→ **Consigne a**
Relevez tous les passages que l'entretien ci-dessous met entre guillemets.

→ **Texte source**
_ _ _ _

Jean-Jacques Goldman : Je crois pas, non. Par contre, on peut expliquer grandement pourquoi on est amoureux, mais au bout d'un certain temps. Autant vivre la chose à fond, parce que c'est trop bon pendant un an, mais au bout d'un an tu peux comprendre pourquoi tu as aimé, et pourquoi tu n'as pas aimé.
Pierre Chatard : Dans ta chanson "Les murailles", tu dis "quand on aime on a tort, on est stupide, on est sourd". Est-ce que c'est se tromper que d'aimer ?
Jean-Jacques Goldman : Non, non, il dit "on a tort, on est sourd", c'est-à-dire que c'est une erreur de penser qu'on est seul. La phrase erreur fondamentale, c'est "Nous, c'est pas pareil". Et on l'a tous prononcée une fois ou du moins on l'a pensée. On voit le monde qui s'écroule autour, mais nous c'est pas pareil. Moi je trouve que le fait de dire que nous, ça va être pareil, ça donne encore plus de valeur et d'intensité au moment où nous, c'est pas pareil. Faut penser qu'un jour on sera dans le domaine commun, quoi.

_ _ _ _

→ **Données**

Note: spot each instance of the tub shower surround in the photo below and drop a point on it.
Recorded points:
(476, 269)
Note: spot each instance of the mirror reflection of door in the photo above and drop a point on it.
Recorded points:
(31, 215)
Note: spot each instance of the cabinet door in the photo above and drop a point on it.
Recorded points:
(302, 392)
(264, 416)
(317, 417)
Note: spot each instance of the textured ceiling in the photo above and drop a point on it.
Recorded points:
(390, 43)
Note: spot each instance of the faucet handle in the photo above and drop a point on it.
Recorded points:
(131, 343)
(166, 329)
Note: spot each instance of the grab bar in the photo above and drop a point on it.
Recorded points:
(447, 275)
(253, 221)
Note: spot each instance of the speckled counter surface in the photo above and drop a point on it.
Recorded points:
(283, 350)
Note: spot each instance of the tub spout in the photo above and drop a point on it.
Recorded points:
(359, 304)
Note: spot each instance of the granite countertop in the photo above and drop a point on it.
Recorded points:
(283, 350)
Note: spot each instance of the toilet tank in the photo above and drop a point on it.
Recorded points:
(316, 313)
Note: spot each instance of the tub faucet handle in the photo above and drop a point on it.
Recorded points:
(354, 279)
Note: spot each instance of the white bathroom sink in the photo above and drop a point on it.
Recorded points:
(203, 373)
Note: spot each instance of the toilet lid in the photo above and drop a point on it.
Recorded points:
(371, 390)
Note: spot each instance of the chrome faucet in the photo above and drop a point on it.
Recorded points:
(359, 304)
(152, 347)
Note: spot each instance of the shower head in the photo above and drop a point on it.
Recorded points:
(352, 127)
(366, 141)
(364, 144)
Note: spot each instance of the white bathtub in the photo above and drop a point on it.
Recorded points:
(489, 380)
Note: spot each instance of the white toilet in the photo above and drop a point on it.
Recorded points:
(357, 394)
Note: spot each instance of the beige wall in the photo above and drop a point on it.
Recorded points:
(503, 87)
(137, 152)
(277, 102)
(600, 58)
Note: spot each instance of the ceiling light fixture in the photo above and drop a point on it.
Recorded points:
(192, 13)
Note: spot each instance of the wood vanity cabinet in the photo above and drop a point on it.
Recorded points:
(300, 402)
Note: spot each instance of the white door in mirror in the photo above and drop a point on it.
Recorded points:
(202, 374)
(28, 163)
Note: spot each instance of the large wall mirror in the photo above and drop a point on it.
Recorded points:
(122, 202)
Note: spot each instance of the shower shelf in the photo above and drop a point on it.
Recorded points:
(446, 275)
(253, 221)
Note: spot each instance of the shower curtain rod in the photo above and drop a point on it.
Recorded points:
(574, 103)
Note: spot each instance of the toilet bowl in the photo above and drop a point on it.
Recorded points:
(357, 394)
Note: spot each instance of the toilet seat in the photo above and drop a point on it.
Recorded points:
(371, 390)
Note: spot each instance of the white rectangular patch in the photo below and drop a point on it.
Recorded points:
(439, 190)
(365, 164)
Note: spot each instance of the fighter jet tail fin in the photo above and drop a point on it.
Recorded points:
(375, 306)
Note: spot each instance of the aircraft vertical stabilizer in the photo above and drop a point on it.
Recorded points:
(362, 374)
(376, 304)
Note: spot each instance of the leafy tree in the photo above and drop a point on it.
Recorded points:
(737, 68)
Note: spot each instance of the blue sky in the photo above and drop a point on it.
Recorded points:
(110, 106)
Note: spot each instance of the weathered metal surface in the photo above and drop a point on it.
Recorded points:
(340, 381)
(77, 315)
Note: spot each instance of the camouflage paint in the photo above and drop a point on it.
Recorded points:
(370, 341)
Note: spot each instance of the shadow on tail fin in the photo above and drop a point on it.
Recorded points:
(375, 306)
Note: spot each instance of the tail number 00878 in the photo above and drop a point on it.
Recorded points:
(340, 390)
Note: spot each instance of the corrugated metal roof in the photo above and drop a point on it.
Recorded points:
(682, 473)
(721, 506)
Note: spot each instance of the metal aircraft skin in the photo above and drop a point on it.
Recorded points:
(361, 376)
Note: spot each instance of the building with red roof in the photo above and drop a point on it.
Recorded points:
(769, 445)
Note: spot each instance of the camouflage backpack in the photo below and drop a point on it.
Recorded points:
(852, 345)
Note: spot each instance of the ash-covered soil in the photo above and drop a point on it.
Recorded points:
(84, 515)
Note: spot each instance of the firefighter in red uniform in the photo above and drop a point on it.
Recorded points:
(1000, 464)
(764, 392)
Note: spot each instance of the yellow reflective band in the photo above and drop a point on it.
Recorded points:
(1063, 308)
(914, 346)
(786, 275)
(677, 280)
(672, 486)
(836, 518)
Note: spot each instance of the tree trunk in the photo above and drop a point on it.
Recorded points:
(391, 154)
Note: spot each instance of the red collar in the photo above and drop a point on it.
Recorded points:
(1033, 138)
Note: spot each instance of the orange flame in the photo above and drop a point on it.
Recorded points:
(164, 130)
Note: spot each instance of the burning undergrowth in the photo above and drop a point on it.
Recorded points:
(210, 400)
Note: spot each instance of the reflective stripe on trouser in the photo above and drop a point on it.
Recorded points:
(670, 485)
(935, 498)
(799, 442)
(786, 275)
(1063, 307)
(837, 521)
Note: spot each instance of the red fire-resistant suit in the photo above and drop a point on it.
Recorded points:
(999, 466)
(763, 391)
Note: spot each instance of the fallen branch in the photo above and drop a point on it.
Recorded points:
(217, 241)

_ _ _ _

→ **Consigne b**
Rassemblez chaque ligne des données qui contient le mot « mirror ».

→ **Réponse attendue a**
1. Les murailles
2. quand on aime on a tort, on est stupide, on est sourd
3. on a tort, on est sourd
4. Nous, c'est pas pareil

→ **Réponse attendue b**
Note: spot each instance of the mirror reflection of door in the photo above and drop a point on it.
Note: spot each instance of the white door in mirror in the photo above and drop a point on it.
Note: spot each instance of the large wall mirror in the photo above and drop a point on it.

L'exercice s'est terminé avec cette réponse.